=== DATA IN THIS EXERCISE ===
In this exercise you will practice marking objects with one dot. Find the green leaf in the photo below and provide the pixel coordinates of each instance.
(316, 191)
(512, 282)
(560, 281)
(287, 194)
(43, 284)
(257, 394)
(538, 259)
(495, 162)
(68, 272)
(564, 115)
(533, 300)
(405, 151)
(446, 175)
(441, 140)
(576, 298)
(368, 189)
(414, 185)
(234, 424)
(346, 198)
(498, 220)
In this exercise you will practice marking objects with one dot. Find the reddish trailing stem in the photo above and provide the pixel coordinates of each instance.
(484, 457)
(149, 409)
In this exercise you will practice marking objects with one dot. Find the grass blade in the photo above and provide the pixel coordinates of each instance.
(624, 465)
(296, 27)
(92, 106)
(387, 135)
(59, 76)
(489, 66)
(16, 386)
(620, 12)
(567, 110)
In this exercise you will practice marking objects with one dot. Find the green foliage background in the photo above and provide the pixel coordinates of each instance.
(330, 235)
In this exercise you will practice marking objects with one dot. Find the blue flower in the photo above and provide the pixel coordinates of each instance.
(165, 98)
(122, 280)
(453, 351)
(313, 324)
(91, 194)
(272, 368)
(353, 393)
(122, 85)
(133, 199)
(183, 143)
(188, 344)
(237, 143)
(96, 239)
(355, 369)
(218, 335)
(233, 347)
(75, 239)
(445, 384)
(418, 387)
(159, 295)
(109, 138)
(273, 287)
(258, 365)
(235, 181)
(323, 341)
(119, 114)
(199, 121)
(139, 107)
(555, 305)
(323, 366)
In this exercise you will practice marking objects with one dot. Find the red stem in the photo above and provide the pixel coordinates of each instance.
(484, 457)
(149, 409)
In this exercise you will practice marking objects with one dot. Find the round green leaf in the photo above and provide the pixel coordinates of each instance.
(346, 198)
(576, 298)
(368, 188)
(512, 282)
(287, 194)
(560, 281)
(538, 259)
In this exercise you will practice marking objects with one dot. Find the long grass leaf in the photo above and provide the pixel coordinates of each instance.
===
## YOUR INSTRUCTIONS
Your answer must be the complete listing, repeated exactly.

## WRITTEN ANSWER
In this exercise you will practice marking objects with one dot. Find the green leaf in the photo below and provide the pixel coordinates of each instance.
(316, 191)
(512, 282)
(560, 281)
(287, 194)
(43, 284)
(257, 394)
(538, 259)
(495, 162)
(68, 272)
(564, 115)
(533, 300)
(405, 151)
(446, 175)
(441, 140)
(576, 298)
(368, 189)
(414, 185)
(234, 424)
(346, 198)
(498, 220)
In this exercise you will practice marking objects with one dot. Find the reddish trailing stem in the photo above and provide the pixel coordinates of each instance.
(484, 457)
(149, 409)
In this exercise you will practice marking objects with one dot. Find the grass blade in the photo above and provide the pixel coordinates of each instance.
(624, 465)
(296, 27)
(92, 106)
(387, 135)
(59, 76)
(489, 66)
(16, 386)
(620, 12)
(567, 110)
In this exercise you will practice marking objects with one dot. Find the green foliage background in the photo above and provide the pixel coordinates of each instance.
(330, 235)
In this exercise you will practice marking objects with one dot. Find the blue flower in the photo above and provide the pixel coordinates of each instance.
(165, 98)
(122, 280)
(453, 351)
(313, 324)
(91, 194)
(272, 368)
(353, 393)
(122, 85)
(133, 199)
(183, 143)
(188, 344)
(237, 143)
(96, 239)
(355, 369)
(218, 335)
(233, 347)
(75, 239)
(445, 384)
(418, 387)
(159, 295)
(109, 138)
(273, 287)
(258, 365)
(235, 181)
(323, 341)
(119, 114)
(199, 121)
(139, 107)
(555, 305)
(323, 366)
In this exercise you will practice marking objects with one dot. Find the red stem in the photo above and provide the pixel coordinates of each instance.
(484, 457)
(149, 409)
In this exercise you will practice marking objects with one dot. Find the round green leaf in the photo above and provide the pixel coordinates of each instance.
(346, 198)
(576, 298)
(368, 188)
(512, 282)
(287, 194)
(560, 281)
(538, 259)
In this exercise you will practice marking objects with one dot. Find the long grass leaf in the photo above and provide the pixel coordinates of each instance.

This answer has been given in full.